- _Exercise description_: Output each line of the data word for word, from the first through the line that holds "Where can you see the thin", and leave off whatever follows.

:: The data ::

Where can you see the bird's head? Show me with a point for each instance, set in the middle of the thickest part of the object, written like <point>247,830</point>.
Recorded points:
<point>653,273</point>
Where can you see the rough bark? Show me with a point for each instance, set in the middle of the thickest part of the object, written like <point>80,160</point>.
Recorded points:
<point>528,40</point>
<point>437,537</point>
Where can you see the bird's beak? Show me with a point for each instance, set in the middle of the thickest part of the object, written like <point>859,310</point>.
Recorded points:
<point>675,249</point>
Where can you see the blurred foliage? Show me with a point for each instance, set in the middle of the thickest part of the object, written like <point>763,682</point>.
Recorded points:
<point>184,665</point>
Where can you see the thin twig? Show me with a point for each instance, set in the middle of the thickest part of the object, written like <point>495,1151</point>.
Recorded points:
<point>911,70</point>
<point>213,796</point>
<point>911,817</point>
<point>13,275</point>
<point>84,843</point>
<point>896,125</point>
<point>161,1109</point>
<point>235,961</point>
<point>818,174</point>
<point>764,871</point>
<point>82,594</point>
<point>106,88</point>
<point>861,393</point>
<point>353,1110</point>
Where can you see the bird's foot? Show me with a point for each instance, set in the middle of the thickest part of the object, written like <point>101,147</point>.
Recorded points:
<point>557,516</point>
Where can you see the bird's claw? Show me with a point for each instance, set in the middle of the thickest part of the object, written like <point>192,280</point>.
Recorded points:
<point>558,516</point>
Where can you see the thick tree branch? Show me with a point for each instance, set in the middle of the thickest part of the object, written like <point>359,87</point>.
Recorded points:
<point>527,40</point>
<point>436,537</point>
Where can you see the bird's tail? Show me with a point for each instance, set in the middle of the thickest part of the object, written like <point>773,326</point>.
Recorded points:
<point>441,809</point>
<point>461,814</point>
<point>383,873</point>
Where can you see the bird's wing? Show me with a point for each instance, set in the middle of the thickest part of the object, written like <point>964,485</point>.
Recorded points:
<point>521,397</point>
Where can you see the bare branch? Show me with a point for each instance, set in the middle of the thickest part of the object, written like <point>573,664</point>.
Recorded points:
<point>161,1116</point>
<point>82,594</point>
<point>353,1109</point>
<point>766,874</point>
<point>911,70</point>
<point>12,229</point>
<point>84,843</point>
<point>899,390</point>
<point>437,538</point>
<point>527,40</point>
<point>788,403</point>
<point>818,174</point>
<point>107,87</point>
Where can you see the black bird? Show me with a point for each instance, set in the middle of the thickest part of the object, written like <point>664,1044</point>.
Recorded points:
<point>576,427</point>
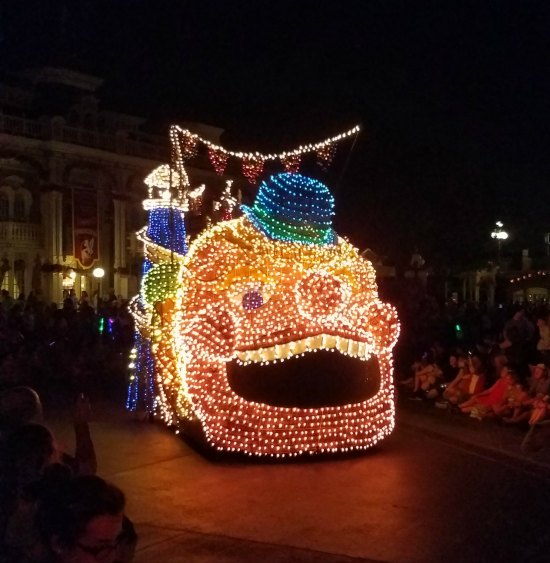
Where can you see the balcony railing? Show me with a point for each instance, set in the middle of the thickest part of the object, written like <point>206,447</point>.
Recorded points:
<point>11,231</point>
<point>143,146</point>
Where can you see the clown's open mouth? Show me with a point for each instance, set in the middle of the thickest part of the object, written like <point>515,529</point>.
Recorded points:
<point>316,379</point>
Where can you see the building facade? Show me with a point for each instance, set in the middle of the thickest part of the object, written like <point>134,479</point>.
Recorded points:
<point>71,186</point>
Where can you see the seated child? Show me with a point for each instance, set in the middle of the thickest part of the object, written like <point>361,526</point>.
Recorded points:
<point>482,404</point>
<point>469,381</point>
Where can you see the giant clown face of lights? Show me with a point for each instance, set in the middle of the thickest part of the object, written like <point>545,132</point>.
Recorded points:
<point>273,335</point>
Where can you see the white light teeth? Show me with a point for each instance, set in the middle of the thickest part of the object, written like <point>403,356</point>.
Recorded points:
<point>280,352</point>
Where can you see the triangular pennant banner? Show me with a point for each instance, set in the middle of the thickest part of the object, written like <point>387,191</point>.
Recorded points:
<point>291,162</point>
<point>252,168</point>
<point>218,159</point>
<point>325,155</point>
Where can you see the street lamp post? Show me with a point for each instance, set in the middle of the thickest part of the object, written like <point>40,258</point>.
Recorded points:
<point>499,234</point>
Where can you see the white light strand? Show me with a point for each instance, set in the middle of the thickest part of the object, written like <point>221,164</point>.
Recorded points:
<point>176,131</point>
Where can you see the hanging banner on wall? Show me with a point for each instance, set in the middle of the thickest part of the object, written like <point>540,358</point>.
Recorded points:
<point>85,227</point>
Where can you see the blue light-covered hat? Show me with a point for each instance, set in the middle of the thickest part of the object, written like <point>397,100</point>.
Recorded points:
<point>293,208</point>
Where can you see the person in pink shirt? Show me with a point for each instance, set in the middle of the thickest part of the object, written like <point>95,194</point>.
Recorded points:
<point>484,403</point>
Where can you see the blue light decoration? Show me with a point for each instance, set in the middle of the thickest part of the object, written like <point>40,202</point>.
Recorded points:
<point>165,227</point>
<point>294,208</point>
<point>142,370</point>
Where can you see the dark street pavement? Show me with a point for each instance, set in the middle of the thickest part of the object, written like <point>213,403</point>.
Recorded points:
<point>439,489</point>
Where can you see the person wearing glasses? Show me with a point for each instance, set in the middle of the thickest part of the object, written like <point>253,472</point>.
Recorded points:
<point>83,521</point>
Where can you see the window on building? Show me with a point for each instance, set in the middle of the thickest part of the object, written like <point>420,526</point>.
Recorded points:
<point>4,207</point>
<point>19,208</point>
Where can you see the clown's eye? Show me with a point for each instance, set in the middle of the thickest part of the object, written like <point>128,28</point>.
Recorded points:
<point>252,299</point>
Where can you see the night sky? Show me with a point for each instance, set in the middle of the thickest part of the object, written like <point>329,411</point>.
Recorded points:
<point>452,97</point>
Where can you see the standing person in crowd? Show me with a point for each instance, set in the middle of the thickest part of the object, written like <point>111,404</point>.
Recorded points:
<point>535,403</point>
<point>518,342</point>
<point>543,343</point>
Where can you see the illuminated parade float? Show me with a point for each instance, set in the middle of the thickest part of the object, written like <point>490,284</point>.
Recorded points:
<point>267,332</point>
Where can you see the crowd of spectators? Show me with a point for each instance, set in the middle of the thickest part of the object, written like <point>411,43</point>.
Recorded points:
<point>496,369</point>
<point>63,351</point>
<point>53,506</point>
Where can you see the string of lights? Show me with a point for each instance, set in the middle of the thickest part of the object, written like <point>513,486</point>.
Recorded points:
<point>181,140</point>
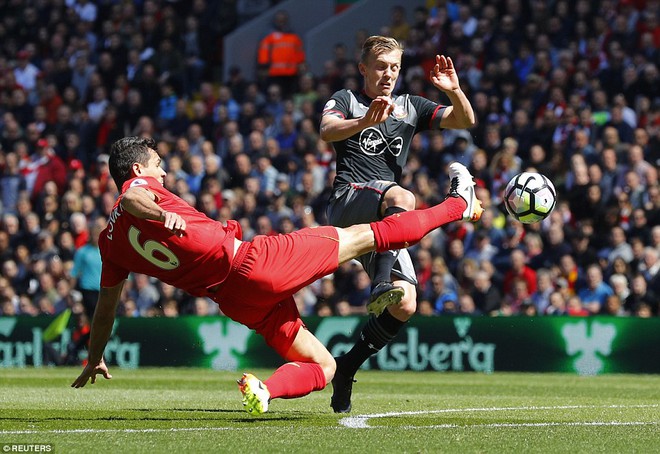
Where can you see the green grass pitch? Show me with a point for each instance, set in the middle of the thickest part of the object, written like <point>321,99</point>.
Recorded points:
<point>195,410</point>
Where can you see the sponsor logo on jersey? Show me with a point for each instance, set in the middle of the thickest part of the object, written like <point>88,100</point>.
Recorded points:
<point>373,143</point>
<point>399,112</point>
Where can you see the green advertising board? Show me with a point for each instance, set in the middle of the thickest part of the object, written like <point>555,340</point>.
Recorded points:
<point>588,346</point>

:::

- _Response to the exercise_:
Where can you see the bird's head? Show me with a point for each instance, set in the middle of the thickest part of the object, written like <point>247,830</point>.
Recorded points:
<point>653,273</point>
Where can you see the rough bark? Show me with a point for each instance, set in the middle of the thickest part of the object, written like <point>80,160</point>.
Recorded points:
<point>528,40</point>
<point>437,537</point>
Where can you see the bird's beak? Show me with a point for each instance, set in the middle of the thickest part of the object, written like <point>859,310</point>.
Recorded points:
<point>675,249</point>
Where can you see the blurred foliage? Show me with a point for each instance, set in the middle of the thickest part of the object, written like <point>763,682</point>.
Recorded points:
<point>184,665</point>
Where can you see the thin twig? Show me with a point for each instance, set in the middle of the thickest part of the object, written like <point>495,1151</point>.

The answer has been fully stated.